* start *

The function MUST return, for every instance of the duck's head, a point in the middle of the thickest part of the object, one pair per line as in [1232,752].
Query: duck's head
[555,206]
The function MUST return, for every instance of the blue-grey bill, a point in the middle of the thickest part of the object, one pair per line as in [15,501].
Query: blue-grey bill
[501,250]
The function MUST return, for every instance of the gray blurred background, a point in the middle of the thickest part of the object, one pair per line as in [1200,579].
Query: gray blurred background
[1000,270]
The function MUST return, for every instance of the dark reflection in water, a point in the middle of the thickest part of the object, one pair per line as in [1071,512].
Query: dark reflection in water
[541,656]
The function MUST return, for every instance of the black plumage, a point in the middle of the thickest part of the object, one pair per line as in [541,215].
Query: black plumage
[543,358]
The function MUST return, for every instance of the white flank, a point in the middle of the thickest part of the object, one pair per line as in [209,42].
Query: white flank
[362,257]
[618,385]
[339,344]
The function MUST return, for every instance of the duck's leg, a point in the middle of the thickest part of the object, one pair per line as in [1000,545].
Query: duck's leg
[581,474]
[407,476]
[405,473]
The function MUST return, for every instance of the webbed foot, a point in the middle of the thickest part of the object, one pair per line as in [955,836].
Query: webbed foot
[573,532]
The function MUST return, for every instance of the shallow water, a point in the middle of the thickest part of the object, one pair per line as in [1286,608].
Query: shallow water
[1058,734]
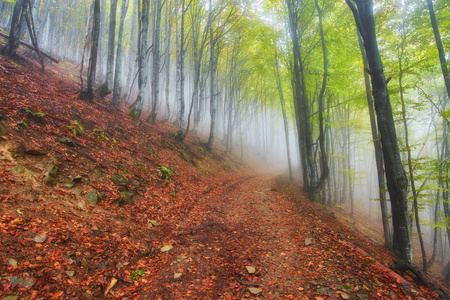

* end *

TASK TO CARRY OUT:
Can you lay out every line above as a JSON list of strings, one string per line, with blank lines and the pictures left out?

FULL RESPONSE:
[
  "The function MUST return, for every instance of the duck's head, a point in the middle of the thickest part of the object, one pair per line as in [1232,752].",
  "Query: duck's head",
  "[555,206]",
  "The function MUST return, for every instance of the blue-grey bill, a point in the middle of the thickest part of the object, one pair per line as in [15,501].",
  "Query: blue-grey bill",
  "[501,250]",
  "The function MUST return, for every instance of the gray blurred background, a point in the middle of the thickest part of the object, one pair per line as in [1200,579].",
  "Query: gray blurred background",
  "[1000,270]",
  "The function MUST return, for every instance of the dark reflection in water, a point in the middle of the thickest part of the object, one pair per line as in [1071,512].",
  "Query: dark reflection in water",
  "[541,656]",
  "The function MUST return, for every instance of the black plumage, a point in the middle of the thickest part of the object, one pair per line as in [541,215].",
  "Query: black plumage",
  "[543,358]",
  "The function MUST return, for every instance of the white flank, a point in the middle of the thickest part of the object, one pair per line as in [209,42].",
  "Query: white flank",
  "[362,257]",
  "[618,385]",
  "[339,344]",
  "The function MUST return, for every instance of the duck's leg, a point in the middle of the thickest part of the object, one pair per line as in [1000,545].",
  "Query: duck's leg",
  "[581,474]",
  "[407,476]",
  "[405,473]",
  "The function MUST return, for every instance of the webbed foot, a point in the middle of the thickest part of the object, one pair per line as in [955,836].",
  "Query: webbed foot",
  "[573,532]",
  "The function MUST return, for every instance of the shallow water, a point in the middle of the thickest part of the object, one pair per line as in [1286,608].",
  "Query: shallow water",
  "[1058,734]"
]